Do this: Restate each entry word for word, leaving nothing out.

(Excerpts of location labeling data)
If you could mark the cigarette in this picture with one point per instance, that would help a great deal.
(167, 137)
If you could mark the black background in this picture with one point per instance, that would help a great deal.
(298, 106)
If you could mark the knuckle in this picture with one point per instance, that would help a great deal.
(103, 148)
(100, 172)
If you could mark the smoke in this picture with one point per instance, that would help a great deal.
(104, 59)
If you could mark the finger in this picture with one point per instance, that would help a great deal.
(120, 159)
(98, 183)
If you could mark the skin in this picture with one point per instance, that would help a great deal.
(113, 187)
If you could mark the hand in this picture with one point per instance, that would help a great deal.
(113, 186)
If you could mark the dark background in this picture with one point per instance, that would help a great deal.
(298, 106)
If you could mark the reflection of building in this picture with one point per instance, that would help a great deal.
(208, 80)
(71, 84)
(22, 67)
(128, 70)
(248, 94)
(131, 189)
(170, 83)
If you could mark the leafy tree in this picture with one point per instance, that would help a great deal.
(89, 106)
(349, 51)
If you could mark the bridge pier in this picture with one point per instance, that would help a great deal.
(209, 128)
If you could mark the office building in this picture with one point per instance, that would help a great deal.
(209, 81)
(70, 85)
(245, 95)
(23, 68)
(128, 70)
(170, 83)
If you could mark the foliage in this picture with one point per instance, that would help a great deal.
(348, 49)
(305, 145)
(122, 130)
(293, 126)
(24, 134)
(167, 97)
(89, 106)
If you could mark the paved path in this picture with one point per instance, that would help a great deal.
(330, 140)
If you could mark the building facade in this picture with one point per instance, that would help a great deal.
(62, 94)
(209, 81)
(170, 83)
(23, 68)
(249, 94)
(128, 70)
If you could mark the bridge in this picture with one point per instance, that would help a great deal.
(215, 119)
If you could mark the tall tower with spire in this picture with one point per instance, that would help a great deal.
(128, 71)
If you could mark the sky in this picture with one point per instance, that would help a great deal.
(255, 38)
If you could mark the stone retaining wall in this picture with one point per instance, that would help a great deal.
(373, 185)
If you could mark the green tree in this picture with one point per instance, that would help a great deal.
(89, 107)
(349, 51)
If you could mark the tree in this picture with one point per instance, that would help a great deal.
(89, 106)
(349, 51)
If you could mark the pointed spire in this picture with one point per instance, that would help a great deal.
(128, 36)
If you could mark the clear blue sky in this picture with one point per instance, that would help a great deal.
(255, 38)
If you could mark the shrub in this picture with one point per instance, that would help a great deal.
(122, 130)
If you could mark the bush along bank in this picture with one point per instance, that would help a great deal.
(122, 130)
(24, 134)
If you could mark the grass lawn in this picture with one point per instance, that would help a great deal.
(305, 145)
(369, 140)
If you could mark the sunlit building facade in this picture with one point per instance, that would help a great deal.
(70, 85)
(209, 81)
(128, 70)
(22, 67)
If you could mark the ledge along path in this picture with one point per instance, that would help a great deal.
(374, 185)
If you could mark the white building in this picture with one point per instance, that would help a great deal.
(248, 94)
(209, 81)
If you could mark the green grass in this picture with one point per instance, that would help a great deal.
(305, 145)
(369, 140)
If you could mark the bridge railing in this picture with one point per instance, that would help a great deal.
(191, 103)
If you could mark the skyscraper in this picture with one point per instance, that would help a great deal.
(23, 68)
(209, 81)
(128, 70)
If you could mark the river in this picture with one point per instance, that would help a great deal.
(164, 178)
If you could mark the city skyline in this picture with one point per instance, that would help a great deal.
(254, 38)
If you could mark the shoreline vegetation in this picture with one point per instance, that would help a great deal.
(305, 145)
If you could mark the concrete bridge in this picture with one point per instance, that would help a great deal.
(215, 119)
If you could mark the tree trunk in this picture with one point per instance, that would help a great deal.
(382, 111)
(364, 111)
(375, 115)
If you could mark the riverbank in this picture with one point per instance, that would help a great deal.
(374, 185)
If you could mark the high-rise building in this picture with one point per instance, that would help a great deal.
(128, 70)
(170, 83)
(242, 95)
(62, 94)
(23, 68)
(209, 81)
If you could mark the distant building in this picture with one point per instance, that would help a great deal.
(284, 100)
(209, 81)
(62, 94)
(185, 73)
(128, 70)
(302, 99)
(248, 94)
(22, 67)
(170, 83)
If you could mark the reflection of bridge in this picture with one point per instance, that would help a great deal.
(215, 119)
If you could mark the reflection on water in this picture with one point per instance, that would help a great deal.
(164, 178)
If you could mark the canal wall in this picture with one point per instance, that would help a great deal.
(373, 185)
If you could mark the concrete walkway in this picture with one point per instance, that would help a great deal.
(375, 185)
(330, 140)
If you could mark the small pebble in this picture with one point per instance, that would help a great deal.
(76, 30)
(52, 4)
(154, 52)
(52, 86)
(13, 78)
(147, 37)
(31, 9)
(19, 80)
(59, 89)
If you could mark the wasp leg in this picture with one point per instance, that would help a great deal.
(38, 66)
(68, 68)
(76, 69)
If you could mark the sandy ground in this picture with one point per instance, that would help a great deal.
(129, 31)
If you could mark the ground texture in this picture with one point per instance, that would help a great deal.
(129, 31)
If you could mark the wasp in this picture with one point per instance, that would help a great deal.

Final result:
If you could mark the cigarette in this picture with one point per instance, that would help a great deal.
(167, 137)
If you could mark the black background in this picture with one point per instance, that would help a great deal.
(298, 106)
If you could mark the knuckle in this picture with one point per instance, that would help a great deal.
(103, 148)
(100, 172)
If you could mark the smoke in this picture with one point per instance, that would help a great deal.
(104, 59)
If you could mark the finger in this picture with one point per instance, that would help a great deal.
(120, 159)
(98, 183)
If you could mark the skin in this picture with one point per instance, that would help a great deal.
(113, 187)
If you could mark the hand in this picture with one point per instance, that would help a great deal.
(113, 186)
If you could mark the dark background in this picture with one point per instance, that would help a great deal.
(298, 106)
If you could mark the reflection of building in this picture with one point per instance, that would help a great deal.
(208, 80)
(71, 84)
(22, 67)
(128, 70)
(248, 94)
(131, 189)
(170, 83)
If you could mark the leafy tree in this picture with one point per instance, that would help a great deal.
(89, 106)
(349, 51)
If you could mark the bridge pier in this picture with one point per instance, that would help a great deal.
(209, 128)
If you could mark the office building in this picture with one point per instance, that would help a great deal.
(209, 81)
(70, 85)
(245, 95)
(23, 68)
(128, 70)
(170, 83)
If you could mark the foliage in this picture with one point per instance, that would help a great deal.
(348, 49)
(305, 145)
(122, 130)
(293, 126)
(24, 134)
(167, 97)
(89, 106)
If you could mark the paved path in this picture with one point per instance, that would help a great deal.
(330, 140)
If you could mark the building facade in this picture with one point per instance, that would help a great deal.
(62, 94)
(209, 81)
(170, 83)
(23, 68)
(249, 94)
(128, 70)
If you could mark the bridge in this picture with one point per instance, that would help a great deal.
(215, 119)
If you could mark the tall tower with spire in this picture with one point per instance, that would help a great deal.
(128, 71)
If you could mark the sky in this picture with one point per instance, that would help a great deal.
(255, 38)
If you could mark the stone retaining wall in this picture with one point per instance, that would help a great deal.
(373, 185)
If you could mark the green tree in this picture with one point per instance, that would help a great deal.
(89, 107)
(349, 51)
If you could mark the tree in this picture with one point per instance, that would help a great deal.
(89, 106)
(349, 51)
If you could mark the pointed spire in this picture with one point per instance, that would help a great deal.
(128, 36)
If you could mark the clear blue sky in this picture with one point per instance, that would help a great deal.
(255, 38)
If you could mark the shrub in this picture with one point per instance, that would help a great deal.
(122, 130)
If you could mark the bush along bank in this picture with one point per instance, that would help a great deal.
(122, 130)
(24, 134)
If you could mark the grass lawn in this picture with one point per instance, that would help a great deal.
(305, 145)
(369, 140)
If you could mark the sunlit building facade in this picture with one point per instance, that would help a great deal.
(70, 85)
(209, 81)
(128, 70)
(22, 67)
If you could mark the ledge along path in this picture with one point per instance, that would help a great deal.
(374, 185)
If you could mark the white building in this picture with one point per instance, that would help a great deal.
(248, 94)
(209, 81)
If you could mark the green grass in this picture with one point per instance, that would help a great deal.
(305, 145)
(369, 140)
If you could mark the bridge railing in this picture with one point per instance, that would help a great deal.
(191, 103)
If you could mark the skyscraper in this picture with one point per instance, that would help a great deal.
(23, 68)
(209, 81)
(128, 70)
If you could mark the river in this picture with one point per instance, that would help a great deal.
(164, 178)
If you could mark the city skyline in this picture with one point per instance, that would help a great deal.
(254, 38)
If you could mark the shoreline vegetation in this picture with one point per instance, that would help a great deal.
(305, 145)
If you could mark the concrete bridge in this picture with one point per instance, that would help a great deal.
(215, 119)
If you could mark the tree trunk in this picture with one point per instance, that would help a great deal.
(382, 111)
(364, 111)
(375, 115)
If you could mark the riverbank in this picture with one point per instance, that would help a great deal.
(374, 185)
If you could mark the high-rise building in this picture with one point per instance, that would help a great deal.
(128, 70)
(170, 83)
(242, 95)
(62, 94)
(23, 68)
(209, 81)
If you could mark the distant building in this picture with one point per instance, that would help a great deal.
(284, 100)
(209, 81)
(62, 94)
(185, 73)
(128, 70)
(302, 99)
(248, 94)
(22, 67)
(170, 83)
If you could mark the reflection of bridge in this picture with one point per instance, that would help a great deal.
(215, 119)
If you could mark the reflection on water in this picture with one point per instance, that would help a great deal.
(164, 178)
If you could mark the canal wall in this picture with one point per instance, that would help a great deal.
(373, 185)
If you could mark the concrete walkway in this picture with one point per instance, that would help a great deal.
(375, 185)
(330, 140)
If you could mark the small pebble in this picture with one point per instance, that would help a great deal.
(76, 30)
(52, 4)
(154, 52)
(52, 86)
(13, 78)
(147, 37)
(31, 9)
(19, 80)
(59, 89)
If you could mark the wasp leg in this picture with one point per instance, that would help a great deal.
(38, 66)
(68, 68)
(76, 69)
If you could mark the sandy ground in this picture with one point per instance, that would help a great deal.
(129, 31)
If you could mark the ground texture in this picture with one point per instance, that would help a great deal.
(129, 31)
If you could mark the wasp in this picture with one point per instance, that would help a great deal.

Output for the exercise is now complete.